start TEXT SEGMENT

No (or less) use of the filibuster means better Democracy

The precedent that the rules can be changed with 51 votes (or rather, with a simple majority of the votes) is an ancient one. It’s the supermajority requirement that was the dangerous precedent.

Majority rule is a fundamental principle of American parliamentary procedure. I’m not saying that as a justification of the actions of the Democratic Majority but as a simple statement of fact. It is because of this fact that the procedures that allowed the “nuclear option” have always been there. The ruling of a presiding officer has always been subject to being overturned by majority vote. It is the majority that controls procedure at all times. The presiding officer is the servant of the assembly and not vice versa. The Senate rules now mean no more or less than they ever did.

So there has been no revolutionary change in the balance of power in the Senate. Everyone who understood how things worked knew all along that if was only the forbearance of the Majority that allowed the filibuster. I predict that what remains of the filibuster will remain intact since there is no longer much pressure against it. I do expect more procedural chances to things like the blue slips assuming the GOP will continue to try to use holds to stall Obama judicial nominees.

end TEXT SEGMENT
start LISTED ENTRIES

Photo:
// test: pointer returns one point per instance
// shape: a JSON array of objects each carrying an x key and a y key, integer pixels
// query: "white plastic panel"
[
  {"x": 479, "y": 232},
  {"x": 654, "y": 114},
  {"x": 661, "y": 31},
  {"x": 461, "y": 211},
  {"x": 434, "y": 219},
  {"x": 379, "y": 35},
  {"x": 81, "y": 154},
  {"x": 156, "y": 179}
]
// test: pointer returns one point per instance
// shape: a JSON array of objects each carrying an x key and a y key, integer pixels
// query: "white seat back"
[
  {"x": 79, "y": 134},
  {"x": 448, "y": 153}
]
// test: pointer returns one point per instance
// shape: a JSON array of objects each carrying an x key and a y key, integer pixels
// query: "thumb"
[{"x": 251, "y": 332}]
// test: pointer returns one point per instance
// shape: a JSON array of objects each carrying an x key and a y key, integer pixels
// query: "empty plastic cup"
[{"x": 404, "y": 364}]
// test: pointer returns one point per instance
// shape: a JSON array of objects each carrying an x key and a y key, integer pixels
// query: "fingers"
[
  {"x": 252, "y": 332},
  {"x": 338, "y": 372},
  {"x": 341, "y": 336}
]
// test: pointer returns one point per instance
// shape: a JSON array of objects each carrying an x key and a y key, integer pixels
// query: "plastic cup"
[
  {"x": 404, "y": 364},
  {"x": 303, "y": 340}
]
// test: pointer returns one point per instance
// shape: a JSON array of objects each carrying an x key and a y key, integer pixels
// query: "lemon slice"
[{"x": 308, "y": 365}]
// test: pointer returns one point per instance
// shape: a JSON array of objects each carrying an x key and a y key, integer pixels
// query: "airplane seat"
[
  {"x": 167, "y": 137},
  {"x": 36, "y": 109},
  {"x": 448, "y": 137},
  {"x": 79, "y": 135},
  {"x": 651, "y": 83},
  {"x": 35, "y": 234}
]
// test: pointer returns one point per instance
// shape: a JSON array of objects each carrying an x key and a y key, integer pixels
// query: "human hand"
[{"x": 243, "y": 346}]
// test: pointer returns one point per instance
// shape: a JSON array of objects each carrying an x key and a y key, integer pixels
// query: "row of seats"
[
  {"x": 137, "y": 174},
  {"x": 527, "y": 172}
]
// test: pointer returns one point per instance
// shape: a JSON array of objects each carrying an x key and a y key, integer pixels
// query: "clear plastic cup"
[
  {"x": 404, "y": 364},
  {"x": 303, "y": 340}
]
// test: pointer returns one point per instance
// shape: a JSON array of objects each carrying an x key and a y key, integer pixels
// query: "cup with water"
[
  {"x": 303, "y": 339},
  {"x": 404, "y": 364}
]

end LISTED ENTRIES

### WHAT YOU WILL DO
a - Check each statement against the piece on the filibuster. Answer yes or no for each and quote the words of the piece that decide it.
(i) The piece says a presiding officer's ruling has always been open to reversal by majority vote.
(ii) The piece predicts that what remains of the filibuster will soon be abolished.
(iii) The piece calls the presiding officer the servant of the assembly.
b - Write a continuation of the piece on the filibuster, starting after its final sentence.

### EXPECTED OUTPUTS
a -
(i) Yes: "The ruling of a presiding officer has always been subject to being overturned by majority vote."
(ii) No: "I predict that what remains of the filibuster will remain intact since there is no longer much pressure against it."
(iii) Yes: "The presiding officer is the servant of the assembly and not vice versa."

b -
The fact that Senate procedures are at odds with Senate rules is an issue, if only for the sake of appearances. I don’t expect it will be long before the text of the rules are altered. If nothing else the Majority can simply rewrite the rules at the beginning of the next Congress. The quorum of the Senate however is a constitutional issue. The Senate can make rules about how to decide if a majority of members are present but if they tried to change the benchmark itself we would see the courts step in.

Ancient, eh? How ancient, exactly? Please be precise.

Because as I look at the law review paper authored by the invididuals who proposed the nuclear option to reform the filibuster, they recount four instances of a similar procedure being used. The earliest example they cite is from 1977. And furthermore, the then-majority leader, Robert Byrd, who actually carried out that procedure, later argued strenuously against invoking the nuclear option on filibusters. He said that what he did as majority leader was far different than rewriting the plain text of Senate rules.

So if you can provide specific instances of the use of the nuclear (or constitutional, if you prefer) option that are “ancient” I think many people would learn something valuable.

Actually, it is not. My cite is the Senate rules. What’s yours?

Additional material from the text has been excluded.